Task brief: Extract every entry word for word.

[Object pointing dataset rows]
════════════════
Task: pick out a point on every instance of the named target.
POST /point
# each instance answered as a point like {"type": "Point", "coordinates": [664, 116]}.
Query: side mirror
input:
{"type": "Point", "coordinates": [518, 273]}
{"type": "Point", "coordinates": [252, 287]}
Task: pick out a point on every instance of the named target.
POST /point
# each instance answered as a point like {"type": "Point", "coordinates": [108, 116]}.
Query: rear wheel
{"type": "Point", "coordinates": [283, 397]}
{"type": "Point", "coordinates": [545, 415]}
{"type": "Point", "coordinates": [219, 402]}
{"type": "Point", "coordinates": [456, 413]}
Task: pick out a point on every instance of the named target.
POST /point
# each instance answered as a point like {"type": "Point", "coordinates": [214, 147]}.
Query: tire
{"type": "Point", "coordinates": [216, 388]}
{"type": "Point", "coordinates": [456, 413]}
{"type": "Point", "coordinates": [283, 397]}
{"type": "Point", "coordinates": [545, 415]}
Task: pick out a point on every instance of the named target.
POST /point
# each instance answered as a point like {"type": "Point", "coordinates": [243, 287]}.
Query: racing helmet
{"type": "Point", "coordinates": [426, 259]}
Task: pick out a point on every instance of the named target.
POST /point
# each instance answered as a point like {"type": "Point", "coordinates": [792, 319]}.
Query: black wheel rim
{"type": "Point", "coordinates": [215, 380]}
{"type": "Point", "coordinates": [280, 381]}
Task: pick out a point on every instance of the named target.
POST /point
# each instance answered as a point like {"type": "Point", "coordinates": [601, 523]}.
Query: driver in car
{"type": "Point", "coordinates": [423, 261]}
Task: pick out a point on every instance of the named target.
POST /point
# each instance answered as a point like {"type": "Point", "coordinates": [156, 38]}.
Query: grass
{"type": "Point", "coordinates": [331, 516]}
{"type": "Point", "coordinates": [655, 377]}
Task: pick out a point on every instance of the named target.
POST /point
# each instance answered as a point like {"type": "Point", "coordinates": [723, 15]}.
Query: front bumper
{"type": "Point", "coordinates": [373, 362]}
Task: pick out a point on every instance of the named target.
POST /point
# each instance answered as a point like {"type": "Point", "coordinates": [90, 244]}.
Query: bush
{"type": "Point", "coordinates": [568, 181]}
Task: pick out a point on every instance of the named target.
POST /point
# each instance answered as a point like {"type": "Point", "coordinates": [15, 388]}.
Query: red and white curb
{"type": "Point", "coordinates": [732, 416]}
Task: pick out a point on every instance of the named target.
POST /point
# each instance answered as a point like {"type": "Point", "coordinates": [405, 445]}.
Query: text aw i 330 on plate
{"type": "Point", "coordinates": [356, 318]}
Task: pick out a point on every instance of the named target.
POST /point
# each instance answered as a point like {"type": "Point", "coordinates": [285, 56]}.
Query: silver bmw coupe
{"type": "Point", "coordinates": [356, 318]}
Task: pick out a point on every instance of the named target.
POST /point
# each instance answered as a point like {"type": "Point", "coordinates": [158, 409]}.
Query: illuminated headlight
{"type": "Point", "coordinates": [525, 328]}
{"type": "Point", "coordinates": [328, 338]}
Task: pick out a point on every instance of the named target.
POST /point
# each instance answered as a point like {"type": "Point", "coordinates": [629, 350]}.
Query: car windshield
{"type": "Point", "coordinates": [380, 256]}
════════════════
Answer to this problem:
Task: pick out a point on every instance of the named target.
POST /point
# each instance answered as a point like {"type": "Point", "coordinates": [664, 116]}.
Query: side mirror
input:
{"type": "Point", "coordinates": [518, 273]}
{"type": "Point", "coordinates": [252, 287]}
Task: pick out a point on every instance of the named target.
POST /point
# each instance answered as a point like {"type": "Point", "coordinates": [108, 116]}.
Query: rear wheel
{"type": "Point", "coordinates": [283, 397]}
{"type": "Point", "coordinates": [545, 415]}
{"type": "Point", "coordinates": [219, 402]}
{"type": "Point", "coordinates": [456, 413]}
Task: pick out a point on every instance of the named target.
POST /point
# each instance answered as a point like {"type": "Point", "coordinates": [214, 147]}.
Query: tire
{"type": "Point", "coordinates": [216, 388]}
{"type": "Point", "coordinates": [456, 413]}
{"type": "Point", "coordinates": [283, 397]}
{"type": "Point", "coordinates": [545, 415]}
Task: pick out a point on every instance of the named target.
POST /point
# each instance answered as a point like {"type": "Point", "coordinates": [243, 287]}.
Query: racing helmet
{"type": "Point", "coordinates": [426, 259]}
Task: pick out a point on every instance of the named target.
POST /point
# each instance answered as a point like {"type": "Point", "coordinates": [792, 319]}.
Query: black wheel rim
{"type": "Point", "coordinates": [215, 380]}
{"type": "Point", "coordinates": [280, 381]}
Task: pick out a point on every instance of the named target.
POST /point
# each instance answered as a point like {"type": "Point", "coordinates": [601, 523]}.
Query: driver in car
{"type": "Point", "coordinates": [423, 261]}
Task: pick out a point on every instance of the named target.
POST /point
# each instance answered as a point like {"type": "Point", "coordinates": [156, 38]}.
Query: grass
{"type": "Point", "coordinates": [331, 516]}
{"type": "Point", "coordinates": [655, 377]}
Task: pick out a point on every instance of the named target.
POST /point
# each instance answered as a point like {"type": "Point", "coordinates": [723, 15]}.
Query: front bumper
{"type": "Point", "coordinates": [373, 362]}
Task: pick out a point on every instance of the named target.
POST /point
# each instance answered as a point like {"type": "Point", "coordinates": [90, 244]}.
Query: bush
{"type": "Point", "coordinates": [568, 181]}
Task: pick out a point on every instance of the named target.
POST /point
# each instance answered as a point like {"type": "Point", "coordinates": [15, 388]}.
Query: red and white curb
{"type": "Point", "coordinates": [732, 416]}
Task: pick out a point on every instance of the named target.
POST /point
# each instance answered as a point like {"type": "Point", "coordinates": [405, 445]}.
Query: text aw i 330 on plate
{"type": "Point", "coordinates": [356, 318]}
Task: pick out a point on every instance of the named target.
POST /point
# each instance answered as a point like {"type": "Point", "coordinates": [285, 56]}.
Query: silver bmw coupe
{"type": "Point", "coordinates": [356, 318]}
Task: pick out a point on every instance of the named target.
POST /point
# each instance answered as a point like {"type": "Point", "coordinates": [158, 409]}.
Query: illuminated headlight
{"type": "Point", "coordinates": [525, 328]}
{"type": "Point", "coordinates": [328, 338]}
Task: pick out a point on every instance of the named target.
POST /point
# each instance answered as a point like {"type": "Point", "coordinates": [629, 350]}.
Query: car windshield
{"type": "Point", "coordinates": [380, 256]}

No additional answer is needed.